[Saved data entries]
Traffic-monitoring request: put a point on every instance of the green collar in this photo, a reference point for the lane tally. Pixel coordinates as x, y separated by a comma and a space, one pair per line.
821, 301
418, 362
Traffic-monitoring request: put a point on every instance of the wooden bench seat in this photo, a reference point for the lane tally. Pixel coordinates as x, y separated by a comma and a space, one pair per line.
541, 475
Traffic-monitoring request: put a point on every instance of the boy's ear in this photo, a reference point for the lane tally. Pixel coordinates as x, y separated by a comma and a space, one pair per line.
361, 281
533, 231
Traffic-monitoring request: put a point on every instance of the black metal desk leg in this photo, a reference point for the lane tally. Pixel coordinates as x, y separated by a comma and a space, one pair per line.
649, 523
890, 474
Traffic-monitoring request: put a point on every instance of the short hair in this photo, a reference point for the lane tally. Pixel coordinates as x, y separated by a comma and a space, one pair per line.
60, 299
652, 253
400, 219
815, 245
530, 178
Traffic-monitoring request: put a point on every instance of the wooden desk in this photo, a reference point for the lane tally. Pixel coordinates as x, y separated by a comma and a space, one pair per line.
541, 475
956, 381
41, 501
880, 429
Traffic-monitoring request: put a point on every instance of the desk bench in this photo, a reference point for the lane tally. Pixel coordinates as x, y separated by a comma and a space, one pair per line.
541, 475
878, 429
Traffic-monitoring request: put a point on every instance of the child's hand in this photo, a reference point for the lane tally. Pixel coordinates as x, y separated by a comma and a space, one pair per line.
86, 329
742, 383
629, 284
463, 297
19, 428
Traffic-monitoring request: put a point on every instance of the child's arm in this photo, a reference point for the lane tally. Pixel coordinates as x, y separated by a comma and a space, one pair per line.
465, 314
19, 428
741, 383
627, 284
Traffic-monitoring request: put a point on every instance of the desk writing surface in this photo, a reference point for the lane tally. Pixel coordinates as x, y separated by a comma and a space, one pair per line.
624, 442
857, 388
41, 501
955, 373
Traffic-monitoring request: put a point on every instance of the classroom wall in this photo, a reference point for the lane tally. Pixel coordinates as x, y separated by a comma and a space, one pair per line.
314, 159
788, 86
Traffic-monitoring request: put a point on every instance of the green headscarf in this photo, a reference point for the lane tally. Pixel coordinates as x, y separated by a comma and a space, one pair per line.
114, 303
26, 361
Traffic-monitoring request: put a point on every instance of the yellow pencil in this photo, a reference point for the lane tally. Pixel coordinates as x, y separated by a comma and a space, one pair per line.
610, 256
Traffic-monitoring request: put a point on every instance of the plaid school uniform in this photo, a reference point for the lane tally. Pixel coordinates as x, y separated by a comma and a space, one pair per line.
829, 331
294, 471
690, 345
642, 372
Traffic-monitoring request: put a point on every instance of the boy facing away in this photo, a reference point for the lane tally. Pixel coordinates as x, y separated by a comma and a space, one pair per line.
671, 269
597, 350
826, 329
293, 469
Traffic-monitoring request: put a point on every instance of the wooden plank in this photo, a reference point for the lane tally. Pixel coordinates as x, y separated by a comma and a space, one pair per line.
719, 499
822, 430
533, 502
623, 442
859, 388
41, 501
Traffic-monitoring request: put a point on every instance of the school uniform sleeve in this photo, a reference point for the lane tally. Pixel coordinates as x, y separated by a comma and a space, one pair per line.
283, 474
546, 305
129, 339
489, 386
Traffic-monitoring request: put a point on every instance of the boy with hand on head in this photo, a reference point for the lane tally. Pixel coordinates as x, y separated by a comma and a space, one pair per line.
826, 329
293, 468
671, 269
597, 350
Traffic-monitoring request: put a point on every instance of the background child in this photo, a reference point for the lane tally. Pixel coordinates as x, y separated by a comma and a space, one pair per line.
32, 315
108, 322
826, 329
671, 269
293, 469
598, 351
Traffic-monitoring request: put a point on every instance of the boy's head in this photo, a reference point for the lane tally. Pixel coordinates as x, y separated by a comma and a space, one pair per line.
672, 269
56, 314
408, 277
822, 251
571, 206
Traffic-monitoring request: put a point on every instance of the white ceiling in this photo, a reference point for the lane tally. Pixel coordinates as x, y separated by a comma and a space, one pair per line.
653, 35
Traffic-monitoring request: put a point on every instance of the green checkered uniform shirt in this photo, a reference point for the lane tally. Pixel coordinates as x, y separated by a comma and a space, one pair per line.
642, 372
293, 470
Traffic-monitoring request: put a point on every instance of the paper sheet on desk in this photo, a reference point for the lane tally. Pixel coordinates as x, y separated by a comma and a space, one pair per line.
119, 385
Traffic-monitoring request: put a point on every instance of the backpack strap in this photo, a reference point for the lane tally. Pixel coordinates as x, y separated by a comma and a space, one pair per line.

Short problem >>
Repeat the data exactly. Leave nothing out.

Problem solution >>
Traffic-monitoring request: put a point on every instance of the green collar in this photo, a reference point for the lane tally. Pixel coordinates as x, y separated by a comma and a space, one pair per line.
821, 301
418, 362
Traffic-monitoring request: put a point on every instance of the wooden bench seat in this photo, a reference point for the lane tally. Pixel coordinates as x, y separated by a comma and a space, one pair per line.
541, 475
Traffic-monitoring request: put a point on every instance of the boy's ear in this photo, a reference point for the lane tally. Pixel coordinates as x, y separated by a comma and a space, one pair per line.
361, 281
533, 231
Traffic-monitoring request: put a point on every instance of the black metal desk leg in this photo, a reference point for the lane tally. Pixel coordinates as x, y separated by a comma and a space, one pair per line.
649, 523
890, 474
Traffic-monitoring request: put a point on every instance of the short hair in this photo, a reference point for the lane tally. Pixel coordinates as x, y separated by a comma and a space, one pair per line.
60, 299
652, 253
400, 219
815, 245
530, 178
Traffic-monitoring request: put a point on every instance of the wooden desk in this photo, a reference point for the lane tally. Pixel coordinates as x, y separated by a comma and a space, one pair per line.
541, 475
956, 381
41, 501
880, 429
Traffic-monitoring request: put a point on every instance of the desk bench in this photo, a reference point for the lane tally. Pixel coordinates as x, y separated by a comma and a space, one pair per line.
541, 475
878, 429
Traffic-monitoring request: put a point on every instance of the child's hand in this photo, a reference point for the lane tally. Pixel coordinates as x, y separated by a comma and a space, one pair per line.
86, 329
742, 383
629, 284
463, 297
19, 428
Traffic-monitoring request: put a point on every instance of the child's arm in this photo, a reference point for the lane tally. Pixel coordinates as x, y separated by a comma and a space, one pair per line.
465, 314
19, 428
741, 383
627, 284
Traffic-monitoring request: put a point on every instance of the desk writing surface in this photo, a reference point for the lane tally. Pixel coordinates as x, y separated by a comma and a space, one pair per line.
624, 442
857, 388
41, 501
955, 373
Traffic-monitoring request: put a point on every instance of the classroom wall in this photo, a reference point for the lane tally. Pixel coordinates as x, y separated by a comma and a space, one pair per line.
314, 159
788, 86
Traffic-monitoring request: put a point on every instance of the green headscarf in this photo, a reference point for the lane tally. Pixel coordinates as x, y separated by a comma and a space, one pair per line.
114, 303
26, 361
Traffic-monitoring request: put a point on every instance of the yellow pencil in this photo, a reference point for the lane tally. Pixel coordinates as x, y separated by a comma and a space, one pair per line.
610, 256
Traffic-monitoring request: put a point on every instance of the plaid school uniform in this photo, a reference point for the lane tally. Pixel coordinates as x, y separated by a comma and a space, one pair per line.
829, 331
294, 471
690, 345
642, 372
Traffic-monitoring request: put a point on every instance of the boy facing away in this photo, a reference point for the lane tally. Pixel coordinates as x, y separated by a comma and a space, one pair per line.
671, 269
597, 350
826, 329
293, 469
Traffic-monitoring request: put a point on every instance of the wooden plank in this photo, a reference point for the lane tally. Pixel coordinates as x, y separated by a comma and a space, one pair per line.
719, 499
822, 430
533, 502
623, 442
859, 388
41, 501
Traffic-monitoring request: put a point on every instance of the school uniform sleeve in this photo, a reference point for the lane tally. Pixel coordinates as x, y separated by a comma and a space, one pair per line.
283, 474
546, 305
129, 339
489, 386
Traffic-monitoring request: put a point on every instance of the boy with hand on head in this photo, a reference point for the lane tally. Pixel coordinates as x, y separated by a comma and a space, one pair per line.
826, 329
293, 468
671, 269
597, 350
Traffic-monitoring request: put a point on every instance of the background child in this photo, a reference point for the lane tally. Pixel coordinates as x, y separated by a comma and a space, one pair per line.
32, 315
108, 322
826, 329
671, 269
293, 469
598, 351
Traffic-monitoring request: put a point on every instance of the boy's head in this photo, a reference point for the lane tally. Pixel coordinates as x, y separated by a comma and a space, one pair per line.
672, 269
56, 314
408, 277
822, 251
571, 206
Traffic-monitoring request: put a point on every instance of the white ceiling in this photo, a reference point for the lane tally. Pixel coordinates as x, y separated by a comma and a space, one pair per line.
653, 35
Traffic-monitoring request: put a point on every instance of the green checkered uniform shirt in this photo, a reference point for the lane tally. Pixel coordinates as x, y separated by a comma and a space, one pair per line.
642, 372
293, 470
Traffic-monitoring request: put a point on every instance of the paper sheet on desk in this photo, a reference point for the lane tally. Pixel coordinates as x, y separated by a comma and a space, one pair per line.
119, 385
Traffic-monitoring request: put a point on every instance of the backpack strap in this photo, a reference point for the lane tally. Pixel coordinates as x, y separated by a comma and a space, one pair per line.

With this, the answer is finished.